Kembalikan setiap baris materi di bawah yang memuat kata "window".

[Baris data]
##########

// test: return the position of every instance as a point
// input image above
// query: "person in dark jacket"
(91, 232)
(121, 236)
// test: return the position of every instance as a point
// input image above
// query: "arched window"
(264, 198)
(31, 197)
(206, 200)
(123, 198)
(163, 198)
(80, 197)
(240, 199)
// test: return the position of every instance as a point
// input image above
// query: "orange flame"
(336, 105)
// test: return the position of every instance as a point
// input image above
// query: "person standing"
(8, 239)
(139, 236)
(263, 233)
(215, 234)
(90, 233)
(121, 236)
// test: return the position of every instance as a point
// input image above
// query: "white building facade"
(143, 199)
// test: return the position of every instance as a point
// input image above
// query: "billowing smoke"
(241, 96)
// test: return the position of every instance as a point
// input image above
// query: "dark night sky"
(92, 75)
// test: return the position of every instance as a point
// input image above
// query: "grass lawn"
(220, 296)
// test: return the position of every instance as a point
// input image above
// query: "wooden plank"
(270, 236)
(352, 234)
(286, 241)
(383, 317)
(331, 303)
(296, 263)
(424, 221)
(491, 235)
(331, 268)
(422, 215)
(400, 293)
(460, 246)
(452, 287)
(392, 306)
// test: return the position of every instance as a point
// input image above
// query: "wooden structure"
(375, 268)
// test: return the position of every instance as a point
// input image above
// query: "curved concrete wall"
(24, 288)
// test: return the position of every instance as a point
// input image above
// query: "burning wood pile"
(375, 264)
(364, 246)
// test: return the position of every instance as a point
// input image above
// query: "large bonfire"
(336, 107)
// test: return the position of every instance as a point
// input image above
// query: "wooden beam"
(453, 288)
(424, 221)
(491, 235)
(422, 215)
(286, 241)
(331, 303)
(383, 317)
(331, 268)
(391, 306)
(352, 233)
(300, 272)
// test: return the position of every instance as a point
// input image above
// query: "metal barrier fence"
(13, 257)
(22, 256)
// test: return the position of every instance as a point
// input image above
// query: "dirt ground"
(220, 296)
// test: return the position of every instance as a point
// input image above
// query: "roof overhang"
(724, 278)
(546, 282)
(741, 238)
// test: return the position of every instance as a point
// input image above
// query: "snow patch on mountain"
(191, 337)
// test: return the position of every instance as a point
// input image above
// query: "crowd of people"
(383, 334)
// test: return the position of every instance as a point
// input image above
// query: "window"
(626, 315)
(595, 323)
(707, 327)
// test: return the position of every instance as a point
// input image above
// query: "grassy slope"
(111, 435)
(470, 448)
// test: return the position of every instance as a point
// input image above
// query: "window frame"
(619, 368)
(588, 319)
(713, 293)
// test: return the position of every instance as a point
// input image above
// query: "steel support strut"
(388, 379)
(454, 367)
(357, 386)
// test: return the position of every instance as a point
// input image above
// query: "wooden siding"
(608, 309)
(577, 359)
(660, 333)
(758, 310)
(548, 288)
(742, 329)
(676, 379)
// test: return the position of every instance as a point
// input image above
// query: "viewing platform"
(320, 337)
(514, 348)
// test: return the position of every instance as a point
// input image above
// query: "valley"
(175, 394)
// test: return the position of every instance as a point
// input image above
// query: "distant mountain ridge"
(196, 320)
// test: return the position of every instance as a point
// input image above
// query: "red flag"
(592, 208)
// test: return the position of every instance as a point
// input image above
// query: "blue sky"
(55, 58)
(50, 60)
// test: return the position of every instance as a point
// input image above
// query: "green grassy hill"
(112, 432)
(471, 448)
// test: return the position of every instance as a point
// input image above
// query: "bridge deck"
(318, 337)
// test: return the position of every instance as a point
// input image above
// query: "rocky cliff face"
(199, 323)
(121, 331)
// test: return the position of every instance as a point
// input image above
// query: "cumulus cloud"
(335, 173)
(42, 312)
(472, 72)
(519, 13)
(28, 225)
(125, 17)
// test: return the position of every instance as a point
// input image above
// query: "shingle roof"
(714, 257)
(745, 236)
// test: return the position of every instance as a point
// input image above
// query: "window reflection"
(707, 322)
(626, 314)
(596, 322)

##########

**JAWABAN TERTULIS**
// query: "arched window"
// query: "window"
// query: "window frame"
// query: "window reflection"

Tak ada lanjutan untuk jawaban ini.